Abstract

Identifying cancer-associated mutations (driver mutations) is critical for understanding the cellular function of cancer genome that leads to activation of oncogenes or inactivation of tumor suppressor genes. Many approaches are proposed which use supervised machine learning techniques for prediction with features obtained by some databases. However, often we do not know which features are important for driver mutations prediction. In this study, we propose a novel feature selection method (called DX) from 126 candidate features’ set. In order to obtain the best performance, rotation forest algorithm was adopted to perform the experiment. On the train dataset which was collected from COSMIC and Swiss-Prot databases, we are able to obtain high prediction performance with 88.03% accuracy, 93.9% precision, and 81.35% recall when the 11 top-ranked features were used. Comparison with other various techniques in the TP53, EGFR, and Cosmic2plus datasets shows the generality of our method.

1. Introduction

Recent developments of large-scale sequencing in the cancer genome have exploited hundreds or thousands of various types of mutations [1], such as DNA sequence alterations including point mutations, nucleotide mutations, and genomic rearrangements [2]. Although many somatic mutations are discovered, a small fraction of mutations promote cancer progress (driver genes that drive tumor evolution, about <1%) and majority of mutations are likely to be “passengers” which have no effects on tumor cell selection [35]. Many methods are used to explore the mechanism on the different mutations. For example, Purohit et al. [6] have conducted studies on the drug resistance through docking and binding analysis and found that mutation (S315T) has high docking score: it can decrease the flexibility of binding residues and make them rigid by altering the conformational changes, and in turn it hampers the INH activity. Lamin A/C proteins are the major components of a thin proteinaceous filamentous meshwork and the structural and functional consequences of mutation R482W cause FPLD [7]. Both structure and relationship of mutation protein are also studied, such as cancer-associated E17K [8], SH2-containing protein (NSP3) and Crk-associated substrate (p130Cas) [9], TMC114 [10, 11], PncA of Mycobacterium tuberculosis [12], and KIT receptor [13]. Among these mutations’ analyses, the missense mutation which is a point mutation that can cause different codon coding through gene is widely noted [14, 15]. So, various methods on the basis of data are used to identify which missense mutations are drivers and which are passengers [16].

*****

_Task item 1_
In the driver mutation study, which algorithm was adopted to get the best performance?
_Task item 2_
Carry on the driver mutation study from the point where its introduction stops.

*****

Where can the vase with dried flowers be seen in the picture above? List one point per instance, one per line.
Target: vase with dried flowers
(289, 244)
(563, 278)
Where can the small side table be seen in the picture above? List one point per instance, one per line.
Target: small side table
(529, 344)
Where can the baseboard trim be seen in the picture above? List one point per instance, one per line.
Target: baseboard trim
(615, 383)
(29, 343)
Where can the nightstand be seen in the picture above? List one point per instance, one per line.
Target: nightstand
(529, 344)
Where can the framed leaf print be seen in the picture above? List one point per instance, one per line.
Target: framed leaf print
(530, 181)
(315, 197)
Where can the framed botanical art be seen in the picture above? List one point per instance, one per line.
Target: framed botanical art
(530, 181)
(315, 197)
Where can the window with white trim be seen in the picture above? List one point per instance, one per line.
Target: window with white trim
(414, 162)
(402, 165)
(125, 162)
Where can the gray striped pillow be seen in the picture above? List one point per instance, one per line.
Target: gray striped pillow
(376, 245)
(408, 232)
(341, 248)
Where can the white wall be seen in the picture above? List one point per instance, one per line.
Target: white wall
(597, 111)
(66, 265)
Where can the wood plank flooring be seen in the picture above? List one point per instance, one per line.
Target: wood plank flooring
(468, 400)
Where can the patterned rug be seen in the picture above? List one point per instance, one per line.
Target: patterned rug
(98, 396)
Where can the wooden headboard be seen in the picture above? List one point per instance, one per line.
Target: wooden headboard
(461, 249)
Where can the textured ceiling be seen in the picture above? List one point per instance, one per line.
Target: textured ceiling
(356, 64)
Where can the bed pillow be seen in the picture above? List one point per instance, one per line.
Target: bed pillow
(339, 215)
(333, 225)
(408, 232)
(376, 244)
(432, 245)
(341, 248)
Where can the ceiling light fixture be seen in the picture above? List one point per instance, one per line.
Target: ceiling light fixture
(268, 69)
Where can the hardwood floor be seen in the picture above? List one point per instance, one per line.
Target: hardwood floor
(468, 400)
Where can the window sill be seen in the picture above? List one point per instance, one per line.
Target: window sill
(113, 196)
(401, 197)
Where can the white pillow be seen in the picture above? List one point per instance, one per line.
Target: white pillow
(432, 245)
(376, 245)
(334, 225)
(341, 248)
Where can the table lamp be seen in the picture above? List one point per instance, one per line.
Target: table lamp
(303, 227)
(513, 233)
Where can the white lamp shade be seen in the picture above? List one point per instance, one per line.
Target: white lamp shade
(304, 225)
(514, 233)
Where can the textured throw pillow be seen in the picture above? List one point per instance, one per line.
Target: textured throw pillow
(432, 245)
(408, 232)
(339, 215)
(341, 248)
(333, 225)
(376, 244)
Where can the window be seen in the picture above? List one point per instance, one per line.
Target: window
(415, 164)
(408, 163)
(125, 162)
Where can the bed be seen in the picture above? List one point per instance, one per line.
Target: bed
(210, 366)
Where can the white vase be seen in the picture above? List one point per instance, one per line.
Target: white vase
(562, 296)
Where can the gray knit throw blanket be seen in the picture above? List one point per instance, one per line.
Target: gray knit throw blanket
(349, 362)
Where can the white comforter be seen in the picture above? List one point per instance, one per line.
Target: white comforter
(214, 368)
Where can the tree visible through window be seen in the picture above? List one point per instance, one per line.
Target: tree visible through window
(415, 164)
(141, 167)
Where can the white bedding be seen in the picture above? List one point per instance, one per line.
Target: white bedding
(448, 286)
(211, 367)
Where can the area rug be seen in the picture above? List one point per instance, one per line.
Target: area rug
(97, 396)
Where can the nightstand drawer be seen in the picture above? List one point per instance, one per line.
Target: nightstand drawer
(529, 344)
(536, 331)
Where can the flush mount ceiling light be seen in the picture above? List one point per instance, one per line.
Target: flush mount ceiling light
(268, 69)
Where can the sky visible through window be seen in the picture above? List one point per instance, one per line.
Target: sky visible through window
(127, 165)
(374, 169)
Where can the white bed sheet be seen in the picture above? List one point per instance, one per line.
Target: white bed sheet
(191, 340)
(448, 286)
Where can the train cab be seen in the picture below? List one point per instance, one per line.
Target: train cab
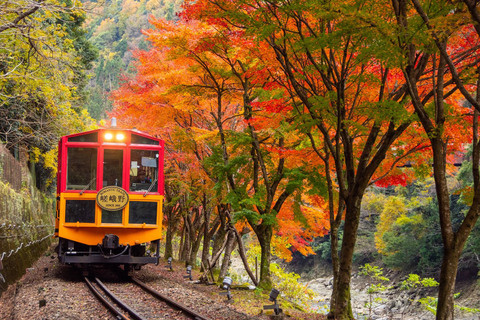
(109, 197)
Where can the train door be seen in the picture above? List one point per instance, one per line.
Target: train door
(113, 160)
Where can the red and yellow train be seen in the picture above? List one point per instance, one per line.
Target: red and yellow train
(109, 197)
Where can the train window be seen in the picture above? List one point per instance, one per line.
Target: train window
(142, 212)
(111, 216)
(80, 210)
(91, 137)
(136, 139)
(112, 167)
(81, 168)
(144, 170)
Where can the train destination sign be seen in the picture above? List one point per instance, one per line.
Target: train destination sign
(112, 198)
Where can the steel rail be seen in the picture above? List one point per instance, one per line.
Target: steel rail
(115, 299)
(188, 312)
(109, 305)
(119, 302)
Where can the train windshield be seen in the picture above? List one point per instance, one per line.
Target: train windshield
(112, 167)
(81, 168)
(144, 170)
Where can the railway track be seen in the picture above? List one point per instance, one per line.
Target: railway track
(123, 310)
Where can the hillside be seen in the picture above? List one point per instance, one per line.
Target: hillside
(115, 28)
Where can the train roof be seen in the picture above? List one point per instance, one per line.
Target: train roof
(133, 135)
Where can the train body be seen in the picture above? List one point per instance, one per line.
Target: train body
(109, 198)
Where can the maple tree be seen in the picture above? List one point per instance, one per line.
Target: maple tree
(343, 97)
(450, 49)
(314, 91)
(44, 55)
(208, 67)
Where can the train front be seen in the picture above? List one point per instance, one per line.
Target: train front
(109, 198)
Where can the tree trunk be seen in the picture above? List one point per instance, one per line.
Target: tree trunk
(343, 306)
(196, 246)
(264, 234)
(206, 237)
(186, 243)
(227, 255)
(171, 225)
(448, 275)
(220, 236)
(241, 250)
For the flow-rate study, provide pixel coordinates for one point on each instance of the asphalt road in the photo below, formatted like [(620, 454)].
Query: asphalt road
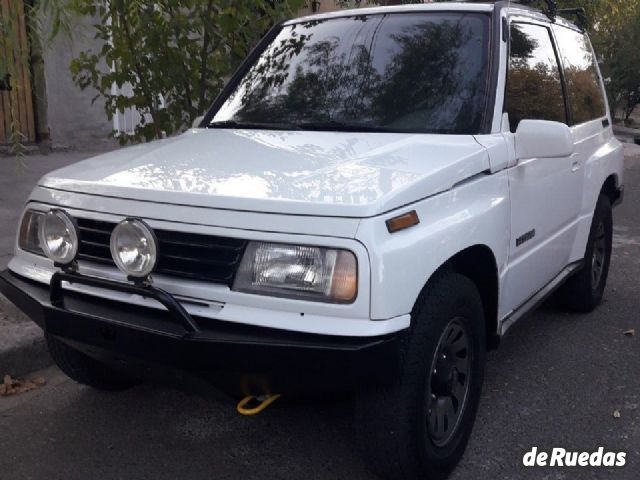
[(555, 382)]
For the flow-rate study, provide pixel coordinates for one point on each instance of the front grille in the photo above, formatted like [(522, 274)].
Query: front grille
[(187, 255)]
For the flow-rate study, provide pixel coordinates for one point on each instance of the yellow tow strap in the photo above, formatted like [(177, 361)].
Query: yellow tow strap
[(264, 402)]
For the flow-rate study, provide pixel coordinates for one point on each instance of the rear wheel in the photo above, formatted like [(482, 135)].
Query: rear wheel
[(86, 370), (419, 427), (584, 291)]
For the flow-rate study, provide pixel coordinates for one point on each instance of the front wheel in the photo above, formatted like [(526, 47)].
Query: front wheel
[(419, 427)]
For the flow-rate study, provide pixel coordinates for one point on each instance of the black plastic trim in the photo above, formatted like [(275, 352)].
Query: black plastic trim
[(126, 335)]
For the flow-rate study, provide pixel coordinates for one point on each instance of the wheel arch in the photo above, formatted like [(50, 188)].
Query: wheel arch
[(611, 188), (478, 263)]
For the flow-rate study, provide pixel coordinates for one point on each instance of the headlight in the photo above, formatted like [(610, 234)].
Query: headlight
[(58, 237), (296, 271), (28, 239), (134, 248)]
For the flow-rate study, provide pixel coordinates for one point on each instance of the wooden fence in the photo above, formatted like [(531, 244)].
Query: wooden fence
[(16, 96)]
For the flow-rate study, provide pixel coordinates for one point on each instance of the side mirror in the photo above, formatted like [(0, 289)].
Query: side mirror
[(543, 139), (197, 121)]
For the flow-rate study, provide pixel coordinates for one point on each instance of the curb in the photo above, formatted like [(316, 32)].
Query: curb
[(22, 346)]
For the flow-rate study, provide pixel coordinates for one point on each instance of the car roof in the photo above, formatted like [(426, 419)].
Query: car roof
[(420, 7), (512, 7)]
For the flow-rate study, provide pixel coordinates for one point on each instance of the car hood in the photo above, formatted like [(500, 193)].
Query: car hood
[(292, 172)]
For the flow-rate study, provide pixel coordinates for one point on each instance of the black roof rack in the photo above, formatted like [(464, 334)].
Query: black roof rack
[(552, 11)]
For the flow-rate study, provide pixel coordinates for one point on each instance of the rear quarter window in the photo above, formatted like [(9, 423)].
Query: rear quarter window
[(584, 90)]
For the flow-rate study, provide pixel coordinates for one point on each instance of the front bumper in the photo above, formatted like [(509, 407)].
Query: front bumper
[(235, 357)]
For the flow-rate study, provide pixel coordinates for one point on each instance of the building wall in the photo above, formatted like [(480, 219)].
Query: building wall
[(73, 120)]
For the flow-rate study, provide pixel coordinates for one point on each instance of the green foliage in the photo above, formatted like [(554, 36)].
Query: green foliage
[(181, 51)]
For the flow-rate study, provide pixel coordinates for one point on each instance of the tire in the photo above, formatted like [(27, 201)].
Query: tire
[(396, 425), (584, 291), (86, 370)]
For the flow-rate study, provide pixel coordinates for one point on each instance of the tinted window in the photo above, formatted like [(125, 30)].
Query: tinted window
[(534, 86), (586, 100), (402, 72)]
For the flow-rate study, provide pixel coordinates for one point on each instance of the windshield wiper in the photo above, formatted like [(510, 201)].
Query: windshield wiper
[(252, 125), (337, 126)]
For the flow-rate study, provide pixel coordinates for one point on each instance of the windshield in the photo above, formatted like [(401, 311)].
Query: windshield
[(424, 72)]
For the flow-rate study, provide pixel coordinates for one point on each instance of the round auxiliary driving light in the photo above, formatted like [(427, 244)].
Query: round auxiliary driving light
[(58, 236), (134, 248)]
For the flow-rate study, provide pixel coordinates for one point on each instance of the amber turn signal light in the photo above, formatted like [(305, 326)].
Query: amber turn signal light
[(403, 221)]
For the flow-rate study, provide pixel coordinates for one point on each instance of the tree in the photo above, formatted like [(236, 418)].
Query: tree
[(175, 53)]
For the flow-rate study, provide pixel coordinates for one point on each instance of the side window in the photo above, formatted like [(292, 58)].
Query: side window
[(586, 101), (534, 86)]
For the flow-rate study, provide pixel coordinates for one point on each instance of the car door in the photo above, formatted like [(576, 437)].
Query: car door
[(545, 192), (588, 117)]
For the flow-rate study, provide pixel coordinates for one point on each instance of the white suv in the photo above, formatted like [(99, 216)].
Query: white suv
[(370, 204)]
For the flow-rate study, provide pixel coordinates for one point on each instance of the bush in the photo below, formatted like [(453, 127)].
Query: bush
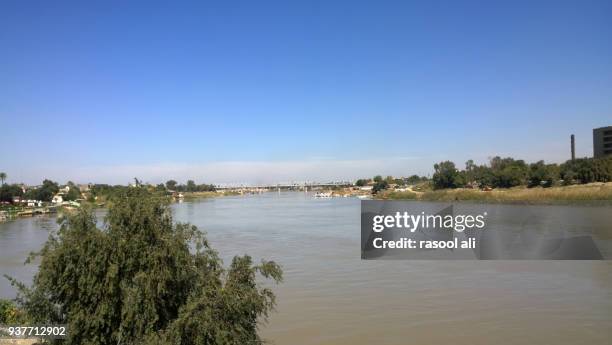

*****

_Task result 1_
The rotation forest algorithm.

_Task result 2_
So far, several approaches have been exploited to identify driver mutations and can be roughly classified into two categories. The first class is based on biological difference with the hypothesis that a driver gene has a higher frequency compared to passenger genes with passenger mutations [1, 1719]. Parmigiani et al. developed a software package (CancerMutationAnalysis, bioconductor) to identify driver mutations at the gene level. This software can calculate passenger mutation rate. Carter et al. proposed a novel method for estimating the passenger mutation rate from three aspects including the number of nonsilent somatic single based variants, reducing known driver mutations and the frequency of the nonsilent somatic single (24 categories) [20]. Zhang et al. [17] computed the Mahalanobis distance of a gene from known cancer genes with four features including gene size, background nonsynonymous mutation rates, somatically acquired events, and the rate of these events in carriers. MutSig tools are also used to compute the score of each gene in the tumor. On the other hand, researchers adopt some features related to the missense mutations to train classifier using some learning algorithms, and then the model can be applied to the test dataset. Hitherto several groups propose some methods to recognize driver mutations from a lot of passenger mutations [15, 2030]. They use different features and algorithms for prediction, especially feature spaces.

Recently, Tan et al. [30] proposed a novel feature extraction scheme for driver mutations identification. They selected 126 features relating to physicochemical properties of amino acids (AARC), scoring mutation matrix (SSM) from AAIndex database [31], 2-gram feature from sequence (PSS), and annotated features (AF) from other databases, then used DX score to rank 126 features, and finally selected 70 features according to accuracy of support vector machine (SVM). This work is interesting and shows us how to select efficient features for our recognition.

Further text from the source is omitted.